**SUPPLIED DATA:**

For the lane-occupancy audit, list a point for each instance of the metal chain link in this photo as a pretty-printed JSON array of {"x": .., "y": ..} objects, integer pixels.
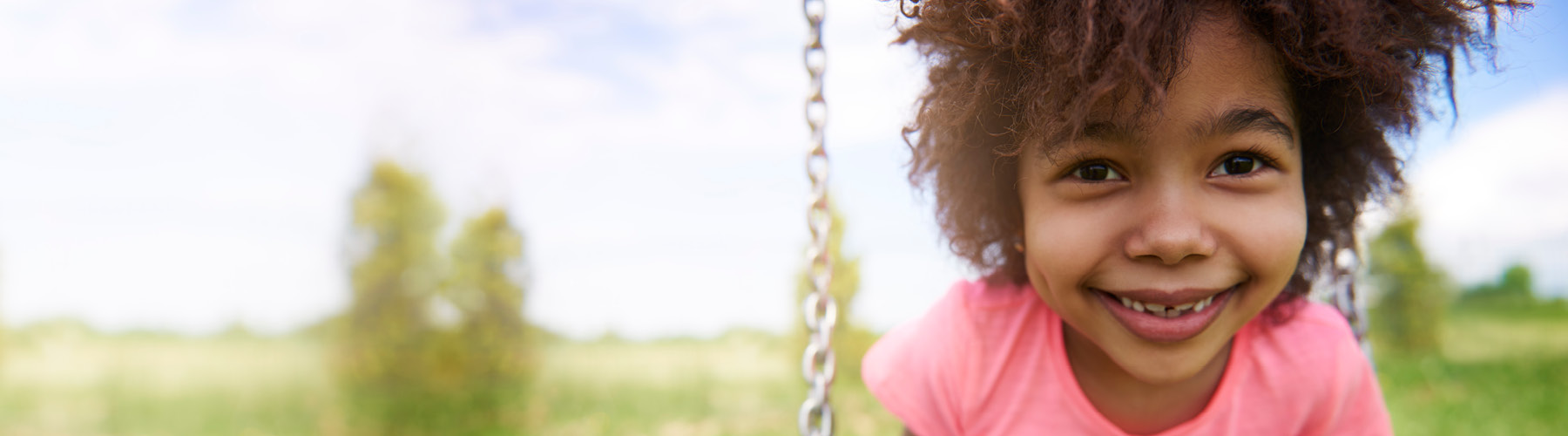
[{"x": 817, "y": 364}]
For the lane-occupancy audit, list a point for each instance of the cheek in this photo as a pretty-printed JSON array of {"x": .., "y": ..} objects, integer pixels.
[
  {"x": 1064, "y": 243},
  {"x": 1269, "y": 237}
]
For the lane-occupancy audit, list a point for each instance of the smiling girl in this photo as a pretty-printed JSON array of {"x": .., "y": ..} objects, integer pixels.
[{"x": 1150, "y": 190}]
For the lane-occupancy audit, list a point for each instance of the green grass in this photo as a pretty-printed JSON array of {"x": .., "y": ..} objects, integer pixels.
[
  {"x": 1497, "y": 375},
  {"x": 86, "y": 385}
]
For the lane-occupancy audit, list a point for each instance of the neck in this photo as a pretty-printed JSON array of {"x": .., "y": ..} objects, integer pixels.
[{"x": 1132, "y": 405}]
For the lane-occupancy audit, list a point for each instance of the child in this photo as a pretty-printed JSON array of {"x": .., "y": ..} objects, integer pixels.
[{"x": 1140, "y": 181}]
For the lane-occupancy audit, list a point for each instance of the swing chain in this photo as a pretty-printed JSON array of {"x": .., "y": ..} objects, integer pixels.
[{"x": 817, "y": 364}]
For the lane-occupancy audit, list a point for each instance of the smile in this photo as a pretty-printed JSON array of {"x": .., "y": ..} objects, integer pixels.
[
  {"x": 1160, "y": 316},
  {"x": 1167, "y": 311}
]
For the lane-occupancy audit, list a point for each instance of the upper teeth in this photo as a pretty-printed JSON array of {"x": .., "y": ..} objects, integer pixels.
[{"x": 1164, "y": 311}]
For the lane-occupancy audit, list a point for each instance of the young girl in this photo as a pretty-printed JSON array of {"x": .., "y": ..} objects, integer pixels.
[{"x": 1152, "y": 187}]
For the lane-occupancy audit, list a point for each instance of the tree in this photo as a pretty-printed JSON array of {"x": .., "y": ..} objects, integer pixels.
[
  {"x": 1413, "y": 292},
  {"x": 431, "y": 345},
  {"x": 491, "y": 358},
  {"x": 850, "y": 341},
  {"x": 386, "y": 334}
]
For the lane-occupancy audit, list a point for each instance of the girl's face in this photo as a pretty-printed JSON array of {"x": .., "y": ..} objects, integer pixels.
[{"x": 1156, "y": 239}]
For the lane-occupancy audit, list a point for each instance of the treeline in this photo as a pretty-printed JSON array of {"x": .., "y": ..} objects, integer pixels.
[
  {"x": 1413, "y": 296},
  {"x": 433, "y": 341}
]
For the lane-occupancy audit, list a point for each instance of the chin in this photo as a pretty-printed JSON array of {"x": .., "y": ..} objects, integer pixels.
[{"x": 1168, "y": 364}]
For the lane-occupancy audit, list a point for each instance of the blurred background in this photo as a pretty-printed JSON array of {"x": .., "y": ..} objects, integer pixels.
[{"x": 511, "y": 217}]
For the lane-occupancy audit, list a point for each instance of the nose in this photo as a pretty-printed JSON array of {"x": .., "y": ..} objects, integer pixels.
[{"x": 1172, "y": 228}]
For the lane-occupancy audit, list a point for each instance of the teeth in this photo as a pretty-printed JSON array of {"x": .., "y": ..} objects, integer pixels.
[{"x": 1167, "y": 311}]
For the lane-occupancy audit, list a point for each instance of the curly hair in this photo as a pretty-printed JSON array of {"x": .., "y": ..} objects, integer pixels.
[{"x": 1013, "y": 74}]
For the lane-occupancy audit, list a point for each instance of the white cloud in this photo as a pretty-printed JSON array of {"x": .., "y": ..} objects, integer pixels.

**EXERCISE:**
Please transcribe the entries precisely and omit any images they hold.

**SOLUTION:**
For the lane-occupancy audit, list a point for each instance of the metal chain link in this photo as a pretty-printed JSON array of {"x": .., "y": ..} objects, integer pixels.
[{"x": 817, "y": 364}]
For the lane-occupancy audit, list a point for each instance of the cheek in this photo as a pretty-printed JSON array of {"x": .., "y": ..} objects, integer pixels.
[
  {"x": 1064, "y": 243},
  {"x": 1269, "y": 237}
]
For the lane-occupancy audit, list a point for each instance of the smiling girl in this photo as a pretty-printed JSON array of {"x": .., "y": ..} objects, integer pixels.
[{"x": 1150, "y": 190}]
For the lane-occupancy audit, list a point for each instance of the green grass in this photo as a pretty-printed JSON array of {"x": .., "y": ..} objects, integer pixels.
[
  {"x": 1497, "y": 375},
  {"x": 86, "y": 385}
]
For the lane-occupancy audit, list a point for each instance of the neck in this photo as a pretty-printed JSON array of {"x": .., "y": ..} objects, integer pixels.
[{"x": 1132, "y": 405}]
For the lane-occupancy audit, list a point for each instance of the child in this photo as a pretty-printed JSON array of {"x": .., "y": ..} objects, integer pixels.
[{"x": 1140, "y": 181}]
For the lane-occupancy audit, list a point for each instance of the swing chain in this photo as a pretty-printed JSON array of {"x": .., "y": ..} objects, integer pixels.
[{"x": 817, "y": 364}]
For the lane-occupancy audit, list a point for each instance of the smile in this photo as a pretty-printed JSON array of {"x": .., "y": ..} objects, integer pixels.
[
  {"x": 1160, "y": 316},
  {"x": 1167, "y": 311}
]
For the lane-occupancy audit, list a point for each instance of the upper teeth in this photo as a pretty-printed JSON array of {"x": .., "y": ..} objects, integer pixels.
[{"x": 1164, "y": 311}]
For the lane-occupancy audit, list a point for each instance of the young girl in this photo as a pretty-printed JSON array of {"x": .., "y": ..} objects, integer pixels.
[{"x": 1152, "y": 187}]
For the lane-occupancy audit, list a point for each instance of the tree in this photo as a pretty-printed JSON array of {"x": .., "y": ..} objects, integer pixels.
[
  {"x": 1413, "y": 292},
  {"x": 431, "y": 345},
  {"x": 491, "y": 358},
  {"x": 850, "y": 341},
  {"x": 386, "y": 334}
]
For the lane-occupancy audit, list a point for each instance of the girl's face in this photo as a pretty-printed JSON array of {"x": .., "y": ..} objects, integer pixels.
[{"x": 1156, "y": 239}]
For the lane-occupancy audit, list a point for each instance of the treeline in this photo as a pretty-printed JSON array of {"x": .., "y": ..} objects, integer pixels.
[
  {"x": 1413, "y": 296},
  {"x": 433, "y": 341}
]
For the lane-occupancy audit, list a point for each instance of the chin in this photo as a pretty-printed JSON array of {"x": .., "y": ..} objects, integer pixels.
[{"x": 1168, "y": 364}]
For the lane-occupancy audit, list a point for each instance of the blurred background in this photo as a pretty-printed JSON array of {"x": .., "y": ..} objects, integer pixels.
[{"x": 511, "y": 217}]
For the lane-occupancy audit, list a point for each instance of the nose in this photo as a pretty-printed JSON array of {"x": .., "y": ..} objects, integer pixels.
[{"x": 1172, "y": 228}]
For the lane-occupancy audit, list a point for each instance of the teeth in this photo as a pretty-printed JSON array of {"x": .., "y": ..} objects, integer pixels.
[{"x": 1167, "y": 311}]
For the lane-occupancy audit, list a point for each instance of the curly hair in this photo as a pretty-printed JSON array of {"x": .., "y": ..} objects, integer pixels.
[{"x": 1013, "y": 74}]
For the lane-occupancy audit, list a point for each instance of the white cloud in this photo as a pretty-printed JSON array of {"x": .., "y": ..} objects, integer pixels.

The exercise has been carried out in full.